◆ **Vorliegender Textauszug**:
Kann eine Handy-App der Heilsbringer in einer Pandemie sein? Mehr noch: Darf sie das überhaupt? Die Debatten um die Applikation "Stopp Corona" des Roten Kreuzes ebben nicht ab, im Gegenteil, Kritiker und Datenschützer erheben weiter ihre Stimme und meinen, die App gebe falsche Sicherheit und sei nicht praxistauglich.
Wie funktioniert "Stopp Corona"? Wie viele Verbindungen entstehen bei einem gewöhnlichen Supermarktbesuch? Um das zu testen, hat die Kleine Zeitung einen Selbstversuch unternommen. Zur Erinnerung: Mithilfe der App können sich Personen freiwillig miteinander verbinden – automatisch oder manuell. Im Falle einer Infektion warnt man rasch und anonymisiert all jene, mit denen man in Kontakt war, die Betroffenen können sich umgehend isolieren. Nach einem 20-minütigen Einkauf wies die App keine Verbindungen auf, obwohl zumindest eine Person, die die App installiert hatte, in unmittelbarer Nähe war. Jedoch klappen automatische Koppelungen erst, wenn man zumindest 15 Minuten lang weniger als zwei Meter voneinander entfernt ist. Damit wird vermieden, dass jeder kurze Zufallskontakt registriert wird.
Der Selbstversuch im Video:
Der manuelle "Handshake" funktionierte problemlos: Das Smartphone erhält eine zufällig generierte ID, wählt man jene des gewünschten anderen Handys, poppt schon die Verbindungsbestätigung auf. Als umständlich offenbarte sich ein Apple-spezifisches Problem: iPhone-Benutzer müssen die App ständig geöffnet haben – läuft sie nur im Hintergrund, lässt das Handy keine automatische Verbindung zu.

◆ **Bereitgestelltes Material**:

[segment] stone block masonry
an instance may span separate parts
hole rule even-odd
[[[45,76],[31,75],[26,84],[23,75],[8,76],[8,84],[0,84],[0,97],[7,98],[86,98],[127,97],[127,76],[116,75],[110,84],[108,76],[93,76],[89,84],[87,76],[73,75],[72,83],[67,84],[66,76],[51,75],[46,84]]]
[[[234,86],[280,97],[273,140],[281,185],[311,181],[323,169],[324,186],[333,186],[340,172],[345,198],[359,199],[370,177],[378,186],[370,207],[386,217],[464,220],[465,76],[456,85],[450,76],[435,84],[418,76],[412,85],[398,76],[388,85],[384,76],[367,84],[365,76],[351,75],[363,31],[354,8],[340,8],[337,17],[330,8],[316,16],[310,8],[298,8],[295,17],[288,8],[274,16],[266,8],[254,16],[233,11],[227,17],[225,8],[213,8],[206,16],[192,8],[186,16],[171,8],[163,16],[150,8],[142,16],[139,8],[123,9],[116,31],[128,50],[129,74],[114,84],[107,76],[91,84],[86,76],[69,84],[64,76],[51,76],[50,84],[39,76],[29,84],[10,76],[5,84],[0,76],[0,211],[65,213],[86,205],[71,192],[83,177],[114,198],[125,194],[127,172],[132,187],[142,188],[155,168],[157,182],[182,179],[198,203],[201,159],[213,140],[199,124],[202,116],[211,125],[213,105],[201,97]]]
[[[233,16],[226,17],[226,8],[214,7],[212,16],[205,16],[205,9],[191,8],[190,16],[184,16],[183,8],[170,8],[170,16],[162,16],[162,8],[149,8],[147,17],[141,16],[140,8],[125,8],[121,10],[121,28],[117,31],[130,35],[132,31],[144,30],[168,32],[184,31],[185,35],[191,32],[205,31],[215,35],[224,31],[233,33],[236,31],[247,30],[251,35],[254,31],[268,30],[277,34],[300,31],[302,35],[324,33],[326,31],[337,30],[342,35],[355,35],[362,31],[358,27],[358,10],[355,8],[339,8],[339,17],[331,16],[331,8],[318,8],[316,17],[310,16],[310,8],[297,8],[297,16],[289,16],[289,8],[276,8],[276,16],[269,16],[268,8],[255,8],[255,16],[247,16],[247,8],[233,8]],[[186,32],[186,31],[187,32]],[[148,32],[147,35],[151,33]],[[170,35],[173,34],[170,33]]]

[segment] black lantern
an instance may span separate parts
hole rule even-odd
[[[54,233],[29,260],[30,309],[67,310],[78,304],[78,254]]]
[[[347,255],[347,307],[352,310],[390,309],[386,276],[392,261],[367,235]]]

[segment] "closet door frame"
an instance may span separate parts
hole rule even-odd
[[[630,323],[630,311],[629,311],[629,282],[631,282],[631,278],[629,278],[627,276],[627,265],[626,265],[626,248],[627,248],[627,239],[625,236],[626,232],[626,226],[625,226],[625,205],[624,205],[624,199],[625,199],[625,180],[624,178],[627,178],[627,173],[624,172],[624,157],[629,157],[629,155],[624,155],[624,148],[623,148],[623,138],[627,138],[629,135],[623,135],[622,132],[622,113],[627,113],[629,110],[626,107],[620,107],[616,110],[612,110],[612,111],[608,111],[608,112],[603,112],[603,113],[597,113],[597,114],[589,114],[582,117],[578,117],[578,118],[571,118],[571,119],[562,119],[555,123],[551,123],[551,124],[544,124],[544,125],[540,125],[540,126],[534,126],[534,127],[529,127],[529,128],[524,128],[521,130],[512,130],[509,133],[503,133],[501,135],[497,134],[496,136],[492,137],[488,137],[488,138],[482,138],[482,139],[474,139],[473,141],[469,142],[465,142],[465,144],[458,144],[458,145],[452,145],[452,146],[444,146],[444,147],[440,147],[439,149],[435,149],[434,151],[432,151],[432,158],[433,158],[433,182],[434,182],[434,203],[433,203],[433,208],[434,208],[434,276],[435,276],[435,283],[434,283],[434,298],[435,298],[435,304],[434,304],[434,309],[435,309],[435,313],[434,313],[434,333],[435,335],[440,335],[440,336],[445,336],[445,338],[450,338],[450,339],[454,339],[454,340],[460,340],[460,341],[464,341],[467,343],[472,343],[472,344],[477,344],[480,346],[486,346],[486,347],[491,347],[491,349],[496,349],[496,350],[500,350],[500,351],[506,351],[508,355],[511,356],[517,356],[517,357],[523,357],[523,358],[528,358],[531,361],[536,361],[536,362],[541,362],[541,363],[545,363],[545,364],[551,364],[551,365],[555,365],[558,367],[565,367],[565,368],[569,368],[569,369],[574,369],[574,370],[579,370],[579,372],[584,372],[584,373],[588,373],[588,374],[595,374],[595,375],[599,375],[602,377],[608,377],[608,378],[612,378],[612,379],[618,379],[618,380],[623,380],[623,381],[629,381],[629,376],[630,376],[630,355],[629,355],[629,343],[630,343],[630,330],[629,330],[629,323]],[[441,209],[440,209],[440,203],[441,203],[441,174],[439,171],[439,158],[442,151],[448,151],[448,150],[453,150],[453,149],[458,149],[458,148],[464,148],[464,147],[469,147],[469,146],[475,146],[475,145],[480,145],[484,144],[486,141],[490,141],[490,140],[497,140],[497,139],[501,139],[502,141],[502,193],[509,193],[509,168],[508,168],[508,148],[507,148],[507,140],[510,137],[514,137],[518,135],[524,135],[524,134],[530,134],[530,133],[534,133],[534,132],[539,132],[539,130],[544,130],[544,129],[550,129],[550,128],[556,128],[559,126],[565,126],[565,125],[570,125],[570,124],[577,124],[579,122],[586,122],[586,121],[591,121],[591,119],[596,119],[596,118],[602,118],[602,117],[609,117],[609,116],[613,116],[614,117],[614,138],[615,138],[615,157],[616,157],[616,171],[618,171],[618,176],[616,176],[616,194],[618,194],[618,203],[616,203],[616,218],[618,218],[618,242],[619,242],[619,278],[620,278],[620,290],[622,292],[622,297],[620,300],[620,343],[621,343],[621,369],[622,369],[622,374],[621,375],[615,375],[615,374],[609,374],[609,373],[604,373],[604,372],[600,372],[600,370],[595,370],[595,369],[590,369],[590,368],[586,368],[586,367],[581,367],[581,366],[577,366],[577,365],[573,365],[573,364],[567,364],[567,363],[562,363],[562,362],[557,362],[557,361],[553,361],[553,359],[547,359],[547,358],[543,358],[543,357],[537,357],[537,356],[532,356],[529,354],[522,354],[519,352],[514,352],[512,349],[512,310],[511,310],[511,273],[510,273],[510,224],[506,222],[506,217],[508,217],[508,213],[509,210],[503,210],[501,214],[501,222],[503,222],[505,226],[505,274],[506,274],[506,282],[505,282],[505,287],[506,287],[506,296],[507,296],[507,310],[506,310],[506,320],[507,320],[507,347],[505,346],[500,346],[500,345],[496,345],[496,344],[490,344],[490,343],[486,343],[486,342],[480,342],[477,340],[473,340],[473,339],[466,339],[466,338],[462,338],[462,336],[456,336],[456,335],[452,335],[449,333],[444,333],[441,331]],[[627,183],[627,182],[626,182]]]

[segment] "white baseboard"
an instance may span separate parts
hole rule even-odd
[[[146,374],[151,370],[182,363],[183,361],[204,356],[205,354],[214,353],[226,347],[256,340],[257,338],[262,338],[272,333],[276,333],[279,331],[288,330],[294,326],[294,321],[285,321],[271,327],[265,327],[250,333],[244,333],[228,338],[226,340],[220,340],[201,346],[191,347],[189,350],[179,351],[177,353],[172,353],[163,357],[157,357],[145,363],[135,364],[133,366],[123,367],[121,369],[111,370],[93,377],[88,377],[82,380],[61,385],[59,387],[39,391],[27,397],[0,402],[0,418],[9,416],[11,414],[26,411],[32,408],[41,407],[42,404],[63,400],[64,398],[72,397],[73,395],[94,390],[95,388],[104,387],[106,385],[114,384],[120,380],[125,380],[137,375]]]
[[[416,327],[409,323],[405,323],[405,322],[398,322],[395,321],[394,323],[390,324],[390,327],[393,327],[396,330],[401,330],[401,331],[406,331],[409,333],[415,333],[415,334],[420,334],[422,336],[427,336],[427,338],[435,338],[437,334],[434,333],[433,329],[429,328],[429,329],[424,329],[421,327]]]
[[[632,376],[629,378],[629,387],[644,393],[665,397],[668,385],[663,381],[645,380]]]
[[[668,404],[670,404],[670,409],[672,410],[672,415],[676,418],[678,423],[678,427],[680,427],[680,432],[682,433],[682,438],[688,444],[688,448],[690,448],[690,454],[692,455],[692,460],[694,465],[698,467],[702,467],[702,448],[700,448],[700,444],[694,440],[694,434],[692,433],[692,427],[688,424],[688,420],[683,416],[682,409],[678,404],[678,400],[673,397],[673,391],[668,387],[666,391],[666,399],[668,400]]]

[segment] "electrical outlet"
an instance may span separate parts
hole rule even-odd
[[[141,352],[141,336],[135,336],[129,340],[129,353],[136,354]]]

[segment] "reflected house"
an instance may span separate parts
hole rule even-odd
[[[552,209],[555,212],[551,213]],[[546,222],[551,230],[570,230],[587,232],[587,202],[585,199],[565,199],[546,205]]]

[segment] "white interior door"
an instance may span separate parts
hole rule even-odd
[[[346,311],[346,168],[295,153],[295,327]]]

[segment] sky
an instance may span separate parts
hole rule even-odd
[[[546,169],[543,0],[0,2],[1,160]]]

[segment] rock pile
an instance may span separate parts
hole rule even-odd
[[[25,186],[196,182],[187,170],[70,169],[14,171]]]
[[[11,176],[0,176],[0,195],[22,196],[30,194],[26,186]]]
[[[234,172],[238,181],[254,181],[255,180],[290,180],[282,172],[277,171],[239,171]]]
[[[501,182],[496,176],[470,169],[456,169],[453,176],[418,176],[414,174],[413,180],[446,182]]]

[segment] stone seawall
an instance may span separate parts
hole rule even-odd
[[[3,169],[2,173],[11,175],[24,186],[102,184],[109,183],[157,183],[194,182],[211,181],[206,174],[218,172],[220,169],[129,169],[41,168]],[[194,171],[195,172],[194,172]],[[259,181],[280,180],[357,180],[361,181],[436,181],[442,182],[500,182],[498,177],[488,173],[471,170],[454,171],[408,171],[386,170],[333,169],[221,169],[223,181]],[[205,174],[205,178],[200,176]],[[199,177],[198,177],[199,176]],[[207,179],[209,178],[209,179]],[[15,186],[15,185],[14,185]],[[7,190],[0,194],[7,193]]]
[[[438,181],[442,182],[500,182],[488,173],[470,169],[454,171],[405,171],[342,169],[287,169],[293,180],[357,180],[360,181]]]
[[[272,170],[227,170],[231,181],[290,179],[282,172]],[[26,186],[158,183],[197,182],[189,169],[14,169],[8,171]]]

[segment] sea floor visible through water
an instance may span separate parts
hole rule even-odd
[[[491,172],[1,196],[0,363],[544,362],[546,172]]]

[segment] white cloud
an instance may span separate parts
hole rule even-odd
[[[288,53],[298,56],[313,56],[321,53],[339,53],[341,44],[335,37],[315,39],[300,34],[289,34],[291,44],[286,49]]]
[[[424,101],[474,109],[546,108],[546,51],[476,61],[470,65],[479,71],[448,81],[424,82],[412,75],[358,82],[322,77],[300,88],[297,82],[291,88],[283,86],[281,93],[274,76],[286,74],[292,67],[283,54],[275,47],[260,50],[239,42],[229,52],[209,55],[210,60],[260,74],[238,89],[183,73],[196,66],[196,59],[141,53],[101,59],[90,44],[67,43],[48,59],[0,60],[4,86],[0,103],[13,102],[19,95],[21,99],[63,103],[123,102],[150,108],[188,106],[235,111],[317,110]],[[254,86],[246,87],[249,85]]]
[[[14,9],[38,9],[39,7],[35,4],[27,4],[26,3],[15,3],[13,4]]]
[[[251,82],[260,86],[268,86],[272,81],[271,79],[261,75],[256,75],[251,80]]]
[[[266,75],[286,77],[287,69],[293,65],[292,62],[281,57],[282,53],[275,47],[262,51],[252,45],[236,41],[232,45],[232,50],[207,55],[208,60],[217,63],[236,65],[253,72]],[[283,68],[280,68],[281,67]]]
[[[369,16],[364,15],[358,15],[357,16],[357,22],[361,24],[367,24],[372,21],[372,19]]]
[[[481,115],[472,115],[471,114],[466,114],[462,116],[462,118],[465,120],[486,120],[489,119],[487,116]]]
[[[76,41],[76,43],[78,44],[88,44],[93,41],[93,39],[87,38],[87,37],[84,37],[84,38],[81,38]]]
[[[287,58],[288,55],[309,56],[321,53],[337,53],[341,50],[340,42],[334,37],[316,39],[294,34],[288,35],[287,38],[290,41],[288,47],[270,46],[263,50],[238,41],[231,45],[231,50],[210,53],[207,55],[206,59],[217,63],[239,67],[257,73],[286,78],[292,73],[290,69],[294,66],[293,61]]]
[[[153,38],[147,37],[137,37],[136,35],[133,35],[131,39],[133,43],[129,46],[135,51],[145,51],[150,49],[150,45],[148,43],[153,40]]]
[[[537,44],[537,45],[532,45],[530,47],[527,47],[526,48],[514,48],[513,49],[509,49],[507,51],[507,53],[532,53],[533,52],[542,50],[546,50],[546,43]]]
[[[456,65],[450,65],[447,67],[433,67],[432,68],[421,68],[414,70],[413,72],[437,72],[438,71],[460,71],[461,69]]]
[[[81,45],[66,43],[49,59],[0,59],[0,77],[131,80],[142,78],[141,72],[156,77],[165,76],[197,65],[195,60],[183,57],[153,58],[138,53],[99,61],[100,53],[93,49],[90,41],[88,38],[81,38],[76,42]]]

◆ **Aufgaben**:
[A] Schreib alle Fragen heraus, die im Text über die App „Stopp Corona“ gestellt werden, in der Reihenfolge des Textes.
[B] Schreib den Text über die App „Stopp Corona“ nach seinem letzten Satz weiter.

◆ **Nummerierte Lösungen**:
[A]
- Kann eine Handy-App der Heilsbringer in einer Pandemie sein?
- Darf sie das überhaupt?
- Wie funktioniert "Stopp Corona"?
- Wie viele Verbindungen entstehen bei einem gewöhnlichen Supermarktbesuch?

[B]
Nutzen steigt, wenn Beschränkungen gelockert werden
Fazit: In einer Zeit, wo das Zunahekommen vermieden werden soll, sind kaum automatische Verbindungen nur logisch. Die Parameter – maximal zwei Meter Abstand in 15 Minuten – können aber geändert werden, sollten dies Experten für sinnvoll halten, erklärt Rot-Kreuz-Sprecher Thomas Marecek und betont: Die App, die bislang rund 370.000 Mal auf Endgeräte geladen wurde, gewinnt an Nutzen, wenn die Regierung Beschränkungen weiter lockert und Menschen einander vermehrt in Einkaufszentren, Öffis oder Bildungsinstituten begegnen.
Selbst Google und Apple reichen sich mittlerweile die Hände, was den bedeutenden Stellenwert solcher Apps im Kampf gegen das Virus unterstreicht. Die beiden Rivalen wollen bis Mitte Mai Schnittstellen in ihren Betriebssystemen (iOS und Android) öffnen, die Gesundheitsbehörden dann in ihren Anwendungen einbauen können. Apps wie "Stopp Corona" könnten dann unabhängig von der Plattform funktionieren. Die beiden Konzerne betonen, dass der Datenschutz dabei eine zentrale Rolle spielen soll und man mit der EU-Initiative PEPP-PT zusammenarbeite, mit der auch die Rot-Kreuz-App kooperiert.